* _AVAILABLE DATA_

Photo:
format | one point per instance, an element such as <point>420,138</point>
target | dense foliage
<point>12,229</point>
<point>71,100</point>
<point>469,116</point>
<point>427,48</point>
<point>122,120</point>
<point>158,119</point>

* _EXERCISE_
Rewrite the rows above, changing "dense foliage" to "thick foliage" and leaving everything else untouched.

* _RESULT OF THE EXERCISE_
Photo:
format | one point per instance, an element such as <point>420,138</point>
target | thick foliage
<point>12,229</point>
<point>71,100</point>
<point>469,116</point>
<point>427,48</point>
<point>122,120</point>
<point>158,119</point>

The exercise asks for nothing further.